*EXERCISE TASK*: Write out all of the data without omission, exactly as shown.
--- start of RECORD SET ---
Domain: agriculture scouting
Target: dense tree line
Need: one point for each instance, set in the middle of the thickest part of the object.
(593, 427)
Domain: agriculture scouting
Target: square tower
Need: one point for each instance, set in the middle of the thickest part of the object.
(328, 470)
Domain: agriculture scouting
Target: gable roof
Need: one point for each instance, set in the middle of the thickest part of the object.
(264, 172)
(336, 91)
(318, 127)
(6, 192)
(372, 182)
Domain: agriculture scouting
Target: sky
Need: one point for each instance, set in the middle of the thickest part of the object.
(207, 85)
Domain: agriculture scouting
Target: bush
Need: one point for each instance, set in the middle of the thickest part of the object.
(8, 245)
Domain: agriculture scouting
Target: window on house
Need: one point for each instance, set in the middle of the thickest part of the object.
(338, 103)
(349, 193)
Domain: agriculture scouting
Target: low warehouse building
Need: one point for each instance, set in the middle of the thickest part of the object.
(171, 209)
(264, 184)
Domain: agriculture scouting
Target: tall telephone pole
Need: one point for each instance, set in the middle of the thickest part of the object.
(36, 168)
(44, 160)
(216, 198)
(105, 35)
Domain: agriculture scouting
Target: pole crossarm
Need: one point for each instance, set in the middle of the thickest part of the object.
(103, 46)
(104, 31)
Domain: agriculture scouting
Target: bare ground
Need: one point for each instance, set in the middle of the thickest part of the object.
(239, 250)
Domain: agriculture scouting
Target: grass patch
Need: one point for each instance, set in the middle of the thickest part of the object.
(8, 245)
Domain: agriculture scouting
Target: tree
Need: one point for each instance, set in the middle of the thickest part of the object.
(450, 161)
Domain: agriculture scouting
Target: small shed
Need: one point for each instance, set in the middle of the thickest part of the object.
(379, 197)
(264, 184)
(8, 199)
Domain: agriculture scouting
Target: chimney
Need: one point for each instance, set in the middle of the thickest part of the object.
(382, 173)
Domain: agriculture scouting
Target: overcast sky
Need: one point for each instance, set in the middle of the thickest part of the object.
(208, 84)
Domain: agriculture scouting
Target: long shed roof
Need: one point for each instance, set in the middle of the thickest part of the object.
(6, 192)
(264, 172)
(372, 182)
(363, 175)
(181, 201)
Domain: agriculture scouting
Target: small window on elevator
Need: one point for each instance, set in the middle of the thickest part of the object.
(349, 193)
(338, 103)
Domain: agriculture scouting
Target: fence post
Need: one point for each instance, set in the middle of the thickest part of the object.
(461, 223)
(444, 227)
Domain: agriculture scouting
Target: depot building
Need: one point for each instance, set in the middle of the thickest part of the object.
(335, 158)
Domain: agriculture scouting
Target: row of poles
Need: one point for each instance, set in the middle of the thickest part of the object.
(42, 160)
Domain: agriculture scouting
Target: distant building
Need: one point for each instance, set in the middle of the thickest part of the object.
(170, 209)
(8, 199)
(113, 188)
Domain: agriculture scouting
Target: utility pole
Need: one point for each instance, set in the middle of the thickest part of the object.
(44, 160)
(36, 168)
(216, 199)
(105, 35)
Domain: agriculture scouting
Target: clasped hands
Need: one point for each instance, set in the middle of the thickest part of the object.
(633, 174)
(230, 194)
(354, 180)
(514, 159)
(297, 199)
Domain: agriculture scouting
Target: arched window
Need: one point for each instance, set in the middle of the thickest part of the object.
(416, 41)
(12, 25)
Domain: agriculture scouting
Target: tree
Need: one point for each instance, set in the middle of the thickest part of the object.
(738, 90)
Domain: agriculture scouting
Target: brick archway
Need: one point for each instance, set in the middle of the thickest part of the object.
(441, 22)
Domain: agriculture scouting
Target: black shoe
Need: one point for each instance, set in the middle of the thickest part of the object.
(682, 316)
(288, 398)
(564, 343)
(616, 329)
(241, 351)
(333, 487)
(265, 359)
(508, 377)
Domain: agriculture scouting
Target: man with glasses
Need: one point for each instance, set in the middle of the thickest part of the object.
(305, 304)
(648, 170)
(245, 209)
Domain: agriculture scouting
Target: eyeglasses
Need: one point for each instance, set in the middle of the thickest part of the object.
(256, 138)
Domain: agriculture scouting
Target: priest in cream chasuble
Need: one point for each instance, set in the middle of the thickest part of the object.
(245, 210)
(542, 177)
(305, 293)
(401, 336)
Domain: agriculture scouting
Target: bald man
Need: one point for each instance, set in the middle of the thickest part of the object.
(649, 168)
--- end of RECORD SET ---
*TASK RESULT*:
Domain: agriculture scouting
Target: dense tree line
Need: one point for each instance, set in the middle of the thickest part of the object.
(593, 427)
Domain: agriculture scouting
Target: square tower
Need: one point for each instance, set in the middle of the thickest part of the object.
(328, 470)
Domain: agriculture scouting
Target: gable roof
Need: one point for each instance, set in the middle of the thickest part of the object.
(264, 172)
(336, 91)
(318, 127)
(6, 192)
(372, 182)
Domain: agriculture scouting
Target: sky
Need: one point for each instance, set in the middle of the thickest part of the object.
(207, 85)
Domain: agriculture scouting
Target: bush
Need: one point for each instance, set in the middle of the thickest part of the object.
(8, 245)
Domain: agriculture scouting
Target: window on house
Need: one point for each instance, set in the middle of the thickest part of the object.
(338, 103)
(349, 193)
Domain: agriculture scouting
Target: low warehouse building
Need: one point for each instance, set in the middle of the thickest part of the object.
(171, 209)
(264, 184)
Domain: agriculture scouting
Target: tall telephone pole
Need: one point for each instance, set in the middle of the thickest part of the object.
(36, 168)
(44, 160)
(216, 198)
(105, 35)
Domain: agriculture scouting
Target: pole crossarm
Need: one point for each instance, set in the middle of the thickest part of the object.
(103, 46)
(104, 31)
Domain: agriculture scouting
Target: bare ground
Need: one point for each instance, set in the middle of the thickest part of the object.
(239, 250)
Domain: agriculture scouting
Target: grass patch
Need: one point for each instance, set in the middle of the thickest part of the object.
(8, 245)
Domain: agriculture scouting
Target: tree
Need: one point for each instance, set in the middle of the thickest part of the object.
(450, 161)
Domain: agriculture scouting
Target: small shed
Need: one point for each instance, set in the middle of the thickest part of the object.
(379, 197)
(264, 184)
(8, 199)
Domain: agriculture scouting
Target: chimney
Need: one point for each instance, set in the middle of the thickest part of the object.
(382, 173)
Domain: agriculture scouting
Target: overcast sky
Need: one point for each instance, set in the middle of the thickest part of the object.
(208, 84)
Domain: agriculture scouting
Target: long shed roof
Need: one point for each instance, set in the middle of the thickest part of the object.
(6, 192)
(264, 172)
(372, 182)
(363, 175)
(181, 201)
Domain: agriculture scouting
Target: small window on elevator
Need: one point for each instance, set in the middle of the thickest part of the object.
(349, 193)
(338, 103)
Domain: agriculture scouting
Target: fence post
Need: one point for each instance, set in the middle of the thickest part of the object.
(461, 223)
(444, 227)
Domain: agriculture scouting
Target: depot building
Need: one point for each instance, set in the middle of the thickest part of the object.
(335, 158)
Domain: agriculture scouting
Target: row of poles
Need: one point for each instance, set in the middle of the thickest part of the object.
(42, 160)
Domain: agriculture scouting
Target: distant building
Need: one point for each instance, set in the middle of the thickest part of the object.
(170, 209)
(8, 199)
(113, 188)
Domain: agriculture scouting
Target: utility pole
Need: one point for each instance, set in the middle of the thickest part of the object.
(44, 160)
(36, 168)
(216, 199)
(105, 35)
Domain: agriculture scouting
Target: clasped hands
Need: one point for each instance, set in the middle of the thickest part of the object.
(633, 174)
(230, 194)
(354, 180)
(514, 159)
(297, 199)
Domain: agriculture scouting
Target: arched window
Need: one point for each instance, set in the middle of the thickest part of the object.
(416, 41)
(12, 25)
Domain: agriculture scouting
Target: tree
Need: one point for each instance, set in the middle of the thickest part of the object.
(738, 90)
Domain: agriculture scouting
Target: brick archway
Need: one point for each instance, set in the middle of the thickest part of the object.
(441, 22)
Domain: agriculture scouting
Target: black shoe
Need: one point for each instance, set in the middle of the thickest part of the object.
(682, 316)
(288, 398)
(564, 343)
(616, 329)
(241, 351)
(333, 487)
(265, 359)
(508, 377)
Domain: agriculture scouting
Target: man with glasses
Need: one point for each instance, set in the middle of the thickest part of the object.
(305, 304)
(648, 170)
(245, 209)
Domain: agriculture scouting
Target: eyeglasses
Need: one point for each instance, set in the middle of the thickest part of the object.
(256, 138)
Domain: agriculture scouting
Target: priest in cream chasuble
Need: one point for each instance, set in the middle of the thickest part of the object.
(245, 210)
(542, 177)
(305, 293)
(401, 336)
Domain: agriculture scouting
Target: bald man
Need: one point for each instance, set in the middle of the thickest part of the object.
(649, 168)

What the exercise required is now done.